• **YOUR INSTRUCTIONS**
Copy out the entries from the line holding "mark: glossy table" through the last entry, inclusive, with the requests kept as they are. Shift every x and y coordinate in the answers by adding 56, and leave the coordinates in the requests and their samples unchanged.

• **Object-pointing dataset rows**
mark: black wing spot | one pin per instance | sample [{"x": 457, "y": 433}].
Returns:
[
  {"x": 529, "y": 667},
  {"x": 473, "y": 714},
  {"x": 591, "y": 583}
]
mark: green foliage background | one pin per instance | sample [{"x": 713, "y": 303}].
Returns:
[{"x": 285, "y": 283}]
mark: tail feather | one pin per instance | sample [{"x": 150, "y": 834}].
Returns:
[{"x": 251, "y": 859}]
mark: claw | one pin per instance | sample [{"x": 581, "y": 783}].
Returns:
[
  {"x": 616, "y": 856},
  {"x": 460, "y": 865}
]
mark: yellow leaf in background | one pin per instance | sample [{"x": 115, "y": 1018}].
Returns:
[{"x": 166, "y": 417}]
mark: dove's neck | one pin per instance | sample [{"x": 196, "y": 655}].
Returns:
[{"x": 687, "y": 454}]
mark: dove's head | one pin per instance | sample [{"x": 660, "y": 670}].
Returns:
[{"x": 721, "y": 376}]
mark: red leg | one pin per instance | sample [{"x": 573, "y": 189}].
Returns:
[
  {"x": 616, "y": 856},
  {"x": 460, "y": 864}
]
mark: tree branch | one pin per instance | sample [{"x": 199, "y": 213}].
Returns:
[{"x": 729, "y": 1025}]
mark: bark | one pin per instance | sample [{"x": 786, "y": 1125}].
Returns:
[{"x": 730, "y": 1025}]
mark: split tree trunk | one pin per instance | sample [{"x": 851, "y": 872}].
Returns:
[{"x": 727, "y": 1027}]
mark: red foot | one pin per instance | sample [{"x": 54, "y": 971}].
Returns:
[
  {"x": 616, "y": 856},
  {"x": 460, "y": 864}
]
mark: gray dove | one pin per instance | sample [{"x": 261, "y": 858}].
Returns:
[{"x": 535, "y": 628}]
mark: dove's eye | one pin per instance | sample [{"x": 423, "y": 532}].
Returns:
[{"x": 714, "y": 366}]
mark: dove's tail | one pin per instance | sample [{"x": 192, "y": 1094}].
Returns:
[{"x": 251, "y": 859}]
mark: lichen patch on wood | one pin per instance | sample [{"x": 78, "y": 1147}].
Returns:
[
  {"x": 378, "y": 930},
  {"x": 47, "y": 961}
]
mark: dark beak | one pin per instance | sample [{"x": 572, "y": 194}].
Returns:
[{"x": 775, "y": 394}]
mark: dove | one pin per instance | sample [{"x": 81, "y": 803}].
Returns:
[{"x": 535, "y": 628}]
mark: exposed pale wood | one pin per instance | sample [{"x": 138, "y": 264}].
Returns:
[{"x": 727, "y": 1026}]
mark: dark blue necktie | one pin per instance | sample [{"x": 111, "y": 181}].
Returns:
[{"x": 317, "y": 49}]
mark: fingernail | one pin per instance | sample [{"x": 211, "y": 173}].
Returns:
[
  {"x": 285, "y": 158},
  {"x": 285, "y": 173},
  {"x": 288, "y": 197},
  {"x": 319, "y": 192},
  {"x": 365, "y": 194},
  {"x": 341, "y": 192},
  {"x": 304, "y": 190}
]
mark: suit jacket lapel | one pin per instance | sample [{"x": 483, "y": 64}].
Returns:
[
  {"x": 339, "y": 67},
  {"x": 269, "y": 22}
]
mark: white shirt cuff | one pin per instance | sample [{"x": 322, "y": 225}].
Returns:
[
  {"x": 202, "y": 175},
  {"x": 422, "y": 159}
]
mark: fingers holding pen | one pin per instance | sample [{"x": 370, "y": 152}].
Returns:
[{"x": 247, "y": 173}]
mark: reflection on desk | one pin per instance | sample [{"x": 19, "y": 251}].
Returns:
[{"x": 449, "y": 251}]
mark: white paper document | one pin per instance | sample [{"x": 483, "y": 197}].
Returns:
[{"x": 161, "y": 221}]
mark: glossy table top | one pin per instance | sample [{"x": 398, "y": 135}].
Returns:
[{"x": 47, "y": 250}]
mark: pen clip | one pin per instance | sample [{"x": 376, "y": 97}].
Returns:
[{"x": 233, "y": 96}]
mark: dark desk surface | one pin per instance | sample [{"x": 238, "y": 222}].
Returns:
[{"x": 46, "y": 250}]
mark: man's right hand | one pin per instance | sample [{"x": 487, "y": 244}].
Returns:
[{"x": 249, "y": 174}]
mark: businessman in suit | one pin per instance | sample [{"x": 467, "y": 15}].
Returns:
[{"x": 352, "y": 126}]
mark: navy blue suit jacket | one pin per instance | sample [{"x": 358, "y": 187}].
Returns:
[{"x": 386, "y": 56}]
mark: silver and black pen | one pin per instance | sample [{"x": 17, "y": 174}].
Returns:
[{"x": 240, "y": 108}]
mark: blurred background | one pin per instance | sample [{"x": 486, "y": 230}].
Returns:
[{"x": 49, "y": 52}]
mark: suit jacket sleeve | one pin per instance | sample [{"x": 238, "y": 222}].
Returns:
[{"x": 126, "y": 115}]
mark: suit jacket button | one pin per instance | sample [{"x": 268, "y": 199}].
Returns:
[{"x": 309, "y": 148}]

• **WRITTEN SOLUTION**
mark: glossy table top | one pin per instance | sample [{"x": 398, "y": 135}].
Returns:
[{"x": 103, "y": 306}]
mark: pen clip | one pin per instance | sample [{"x": 376, "y": 97}].
Returns:
[{"x": 289, "y": 152}]
mark: dark desk surface | one pin per instance | sample [{"x": 238, "y": 222}].
Returns:
[{"x": 102, "y": 306}]
mark: man's right hand | one pin per instance | sample [{"x": 487, "y": 244}].
Returns:
[{"x": 305, "y": 230}]
mark: businessman in suit | one pin per instance | sample [{"x": 467, "y": 15}].
Returns:
[{"x": 408, "y": 182}]
mark: navy blue suit jacket | one pin per instance | sample [{"x": 358, "y": 187}].
Returns:
[{"x": 442, "y": 112}]
mark: silver and black pen | one pin per instance | sample [{"x": 17, "y": 174}].
Returns:
[{"x": 296, "y": 164}]
mark: blurred background | one pin per instance | sample [{"x": 486, "y": 230}].
Returns:
[{"x": 105, "y": 108}]
mark: suit jacket sleeve | one pin per instance | sample [{"x": 238, "y": 222}].
Returns:
[{"x": 182, "y": 171}]
mark: suit jacket button | one pin per instance | sample [{"x": 268, "y": 199}].
Returns:
[{"x": 365, "y": 204}]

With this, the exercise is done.